Instructions >>
**a)** Rewrite the forum post between "#lang reader SRFI-105" and "(require Scheme+)", inclusive, substituting "CMake" for "Makefile".
**b)** Summarize the forum post in two sentences.
**** Extract ****
Regular expression

hello,

i try to write a regex since yesterday afternoon, but not sure it could be done with regex as they are built on automata theory and somethings can not be done in this theory.

It is not i'm lazy :smile: , but on this sunny saturday i prefer to be outdoor :slight_smile: than having a headache on regular expressions .

Then i want to skip, this expression in a Scheme file:

#! /usr/bin/env racket

i thought of something like that for testing:

> (regexp-match #px"^#![[:blank:]]*/[[:alpha:]|/]*racket[[:blank:]]*\n" "#! /usr/local racket\n zut alors un autre racket   \n") 


(regexp-match
 (pregexp "^#![[:blank:]]*/[[:alpha:]|/]*racket[[:blank:]]*\n")
 "#! /usr/local racket\n zut alors un autre racket   \n")
#f

the problem is that i do not want to skip all 'racket' expression as it is the start of a program and racket is a keyword in the module ,see:

#! /usr/bin/env racket

#lang reader SRFI-105

;; interpolate field caller

;; Damien MATTEI

;; export PATH=/Applications/Racket/bin:$PATH

;; TODO: use Makefile

(module interpolate-field-caller racket
	
	(require Scheme+)
		 

	(require setup/dirs)
	(require racket/date)
**** Stored data ****
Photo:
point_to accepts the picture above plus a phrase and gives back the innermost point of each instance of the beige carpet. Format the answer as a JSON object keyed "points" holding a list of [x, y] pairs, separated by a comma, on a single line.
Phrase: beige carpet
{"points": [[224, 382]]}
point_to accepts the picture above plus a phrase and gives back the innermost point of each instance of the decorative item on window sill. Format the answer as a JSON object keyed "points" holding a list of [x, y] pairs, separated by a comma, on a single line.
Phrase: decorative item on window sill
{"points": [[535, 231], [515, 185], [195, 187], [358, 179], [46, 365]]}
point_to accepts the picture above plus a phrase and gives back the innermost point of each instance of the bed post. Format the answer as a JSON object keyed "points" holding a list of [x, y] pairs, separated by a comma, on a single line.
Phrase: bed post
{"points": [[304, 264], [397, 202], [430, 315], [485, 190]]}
****
**** Stored data ****
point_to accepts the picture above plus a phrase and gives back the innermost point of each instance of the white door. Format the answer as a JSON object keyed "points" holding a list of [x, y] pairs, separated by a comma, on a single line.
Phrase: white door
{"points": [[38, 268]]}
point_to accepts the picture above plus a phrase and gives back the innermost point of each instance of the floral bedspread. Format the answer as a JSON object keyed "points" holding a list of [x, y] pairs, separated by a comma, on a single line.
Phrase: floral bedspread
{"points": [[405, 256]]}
****
Expected results >>
**a)**
#lang reader SRFI-105

;; interpolate field caller

;; Damien MATTEI

;; export PATH=/Applications/Racket/bin:$PATH

;; TODO: use CMake

(module interpolate-field-caller racket
	
	(require Scheme+)

**b)** Since the previous afternoon, the poster has been trying to write a regular expression that skips the line "#! /usr/bin/env racket" in a Scheme file, and a test with regexp-match returned #f. The difficulty is that not every "racket" should be skipped, because racket is also a keyword in the module that follows.